▸ ПРЕДЛОЖЕННЫЙ ОТРЫВОК:
◇ ◇ ◇
Глава пятая посвящена у Посошкова художествам (так называет он наши фабрики).

«В Российских наших правительствах есть рассуждение на сие дело самое не здравое, ибо Русского человека ни во что ставят, и накормить его не хощут, чтоб он доволен был, без нужды; и тем стеснением принуждают их к краже, и всякой неправде, и в мастерстве к нерадению. Но токмо учинят ему корму, чтоб он токмо душу свою пропитал — дадут ему на день по пяти копеек. И таковым кормом и себя одного не прокормить, а жена и дети — чем ему кормить? Только что по миру ходить! за неволею научат воровати, и в мастерстве своем неправду делать. Они мнят тем учинить Великому Государю прибыль, что мастеровых людей не кормят, а они тем великой убыток делают. А и во всяких делах правители наши за кроху умирают, а где тысячи рублев пропадают, то ни во что поставляют, и неданием полного кормления у Русских людей охоту и к мастерству прилежания тем пресекают, и размножатися доброму художеству не допускают».

Посошков советует учредить сначала те фабрики, для коих нужные материалы производит Россия: «О сем же всячески надлежит почтиться, чтоб завести в Руси делати те дела, кои делаются из лену и из пеньку... и проч. дела, кои из Русских материалов делаются: сие бо вельми нужно, еже кои материалы где родятся, тамо бы они и в дело происходили». [93]

«Чем к нам возить полотно из наших материалов сделанных, то лучше нам к ним возить готовые полотна, и получать деньги и за материал и за работу. И аще первые годы повидится оно и не прибыльно, и заморских аще и дороже ставиться будет, и того страшитися не для чего, но поступать в деле далее. И аще лет и пять шесть совершенно не навыкнуть делать, то и о том сумнитися не надобно, потому что егда всех тех дел совершенно научатся, то годом-другим окупятся».
◇ ◇ ◇
▸ СПИСОК ДАННЫХ:
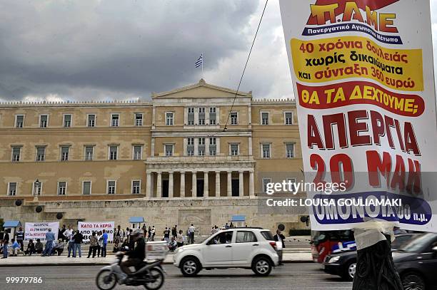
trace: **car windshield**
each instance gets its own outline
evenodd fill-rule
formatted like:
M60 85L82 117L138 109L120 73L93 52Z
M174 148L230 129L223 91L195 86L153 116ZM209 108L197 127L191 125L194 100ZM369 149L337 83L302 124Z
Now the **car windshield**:
M271 232L270 231L262 231L261 234L268 241L274 241Z
M407 242L405 244L403 244L400 250L416 253L420 252L423 247L428 244L435 238L435 234L428 233L421 234L411 241Z

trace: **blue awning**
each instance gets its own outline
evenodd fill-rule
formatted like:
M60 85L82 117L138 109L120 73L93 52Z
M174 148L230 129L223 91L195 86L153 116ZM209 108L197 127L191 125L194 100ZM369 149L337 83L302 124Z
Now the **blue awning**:
M144 222L144 218L143 217L129 217L129 222L131 224L138 224L139 222Z
M245 222L246 216L245 215L233 215L232 219L231 222Z
M3 224L3 227L21 227L21 223L19 220L7 220Z

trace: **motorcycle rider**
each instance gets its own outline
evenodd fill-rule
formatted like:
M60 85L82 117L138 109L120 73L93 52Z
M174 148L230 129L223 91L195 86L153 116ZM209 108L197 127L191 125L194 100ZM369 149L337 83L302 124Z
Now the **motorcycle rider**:
M129 259L120 264L120 268L128 276L132 273L129 267L139 265L146 257L146 242L141 231L139 229L132 232L131 239L136 242L136 247L127 253Z

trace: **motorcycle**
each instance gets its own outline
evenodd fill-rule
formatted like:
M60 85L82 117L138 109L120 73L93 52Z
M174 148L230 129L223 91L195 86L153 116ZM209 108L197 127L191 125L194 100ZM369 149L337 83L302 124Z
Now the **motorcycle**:
M159 259L151 263L143 261L136 266L136 271L127 275L120 268L120 264L125 253L116 254L117 261L110 266L100 269L96 277L96 284L100 290L111 290L117 282L120 285L144 286L146 289L159 289L164 282L164 270L162 268L164 259Z

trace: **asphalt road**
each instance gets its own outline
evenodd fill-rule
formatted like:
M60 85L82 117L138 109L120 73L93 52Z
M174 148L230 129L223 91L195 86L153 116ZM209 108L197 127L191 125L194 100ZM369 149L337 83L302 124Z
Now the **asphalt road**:
M0 289L96 289L95 277L99 266L26 266L0 268ZM165 265L167 271L163 289L351 289L352 283L325 274L313 263L291 263L276 267L268 277L254 276L245 269L202 271L195 278L182 276L179 269ZM42 283L11 284L6 276L41 277ZM117 285L115 289L144 289Z

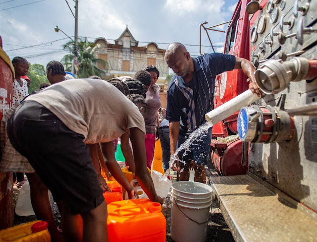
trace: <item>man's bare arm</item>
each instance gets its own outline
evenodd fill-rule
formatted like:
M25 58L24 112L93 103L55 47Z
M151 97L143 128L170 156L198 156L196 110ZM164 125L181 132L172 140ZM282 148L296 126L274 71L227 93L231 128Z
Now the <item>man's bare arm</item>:
M249 85L249 89L252 91L252 92L253 92L254 95L256 94L259 97L260 97L262 93L255 81L255 77L254 74L255 69L253 64L252 64L252 63L246 59L236 57L235 69L241 69L242 71L243 71L243 73L248 76L250 79L250 83Z

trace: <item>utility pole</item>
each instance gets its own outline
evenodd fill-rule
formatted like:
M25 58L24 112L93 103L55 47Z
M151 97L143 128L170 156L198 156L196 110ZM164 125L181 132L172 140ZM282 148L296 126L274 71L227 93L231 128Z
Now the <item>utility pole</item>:
M78 1L75 0L75 46L74 47L74 60L72 64L72 73L75 76L75 78L77 78L78 71Z

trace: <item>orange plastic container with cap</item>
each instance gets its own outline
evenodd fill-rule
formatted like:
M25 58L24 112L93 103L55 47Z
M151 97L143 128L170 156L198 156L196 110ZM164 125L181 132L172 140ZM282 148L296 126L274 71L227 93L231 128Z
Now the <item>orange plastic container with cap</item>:
M0 231L0 242L51 242L47 223L37 220Z
M162 174L164 174L162 162L162 147L161 146L161 141L159 139L155 142L154 157L152 163L152 170L157 171Z
M109 242L165 242L166 220L161 204L149 199L125 200L108 204Z
M103 195L107 204L112 202L122 201L122 193L120 192L106 191L104 192Z
M122 186L116 181L106 182L107 184L110 188L110 190L113 192L120 192L121 196L123 197L122 192Z

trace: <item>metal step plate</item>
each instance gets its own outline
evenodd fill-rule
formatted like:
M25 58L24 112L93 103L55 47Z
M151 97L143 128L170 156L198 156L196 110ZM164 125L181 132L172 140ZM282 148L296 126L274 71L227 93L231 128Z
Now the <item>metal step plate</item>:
◇ ◇ ◇
▸ ЗАДАНИЕ:
Ответьте на вопросы по отрывку о Посошкове.
1. Как Посошков называет фабрики?
2. Сколько, согласно цитате, дают мастеровому человеку на день?
3. За какой срок, по мнению Посошкова, дела окупятся, когда им совершенно научатся?
Данные получены из другого источника.

▸ ОТВЕТ:
1. Посошков называет фабрики художествами.
2. Мастеровому человеку дают по пяти копеек на день.
3. Дела окупятся годом-другим.